Record set =>
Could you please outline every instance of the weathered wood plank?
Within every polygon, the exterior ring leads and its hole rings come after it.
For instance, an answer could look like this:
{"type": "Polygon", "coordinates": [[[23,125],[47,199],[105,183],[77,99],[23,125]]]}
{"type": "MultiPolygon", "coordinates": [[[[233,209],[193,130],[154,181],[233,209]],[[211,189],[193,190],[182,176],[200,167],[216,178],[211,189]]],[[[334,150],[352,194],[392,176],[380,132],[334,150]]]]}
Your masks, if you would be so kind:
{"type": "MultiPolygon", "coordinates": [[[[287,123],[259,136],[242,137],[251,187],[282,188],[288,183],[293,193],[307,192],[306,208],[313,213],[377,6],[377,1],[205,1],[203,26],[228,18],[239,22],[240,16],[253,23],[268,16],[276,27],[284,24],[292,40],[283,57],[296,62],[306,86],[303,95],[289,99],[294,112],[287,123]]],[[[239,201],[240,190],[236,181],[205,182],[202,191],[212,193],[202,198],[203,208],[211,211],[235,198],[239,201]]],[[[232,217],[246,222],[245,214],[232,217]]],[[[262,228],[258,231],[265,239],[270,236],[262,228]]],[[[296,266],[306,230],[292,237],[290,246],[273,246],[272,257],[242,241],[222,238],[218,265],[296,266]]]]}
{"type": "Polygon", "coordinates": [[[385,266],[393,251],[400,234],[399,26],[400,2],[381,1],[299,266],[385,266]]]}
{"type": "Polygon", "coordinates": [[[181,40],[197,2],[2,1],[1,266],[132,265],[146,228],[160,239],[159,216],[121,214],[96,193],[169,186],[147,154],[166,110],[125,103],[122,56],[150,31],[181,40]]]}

What is asked => Swap "weathered wood plank" for "cracked stone slab" in the records, then write the records out again with nothing else changed.

Response to the task =>
Could you please outline every instance of the cracked stone slab?
Within every polygon, the exterior ring leads and its hole rings come after it.
For instance, an answer could look like this:
{"type": "Polygon", "coordinates": [[[23,125],[47,199],[105,183],[77,99],[23,125]]]}
{"type": "MultiPolygon", "coordinates": [[[[233,209],[193,130],[154,181],[233,209]],[[211,189],[193,190],[182,176],[200,167],[216,178],[211,189]]],[[[334,150],[352,194],[392,176],[380,132],[334,150]]]]}
Your masks, if you would be so kind:
{"type": "MultiPolygon", "coordinates": [[[[287,123],[259,136],[242,137],[251,187],[282,188],[288,183],[293,193],[307,192],[306,208],[313,213],[377,6],[377,1],[205,1],[203,26],[228,18],[239,22],[240,16],[253,23],[268,16],[276,27],[284,24],[292,40],[283,57],[296,62],[306,86],[303,95],[289,99],[294,112],[287,123]]],[[[239,201],[240,190],[236,181],[205,182],[202,191],[212,193],[202,198],[203,208],[211,211],[235,198],[239,201]]],[[[232,217],[246,222],[245,214],[232,217]]],[[[262,228],[258,231],[265,239],[270,236],[262,228]]],[[[296,266],[306,230],[292,237],[290,246],[273,246],[272,257],[242,241],[222,238],[218,265],[296,266]]]]}
{"type": "Polygon", "coordinates": [[[385,266],[393,251],[400,234],[399,26],[400,2],[381,1],[299,266],[385,266]]]}
{"type": "Polygon", "coordinates": [[[181,40],[197,2],[2,1],[1,266],[132,265],[146,228],[160,239],[159,216],[121,214],[96,193],[169,186],[147,154],[166,110],[125,103],[122,56],[150,31],[181,40]]]}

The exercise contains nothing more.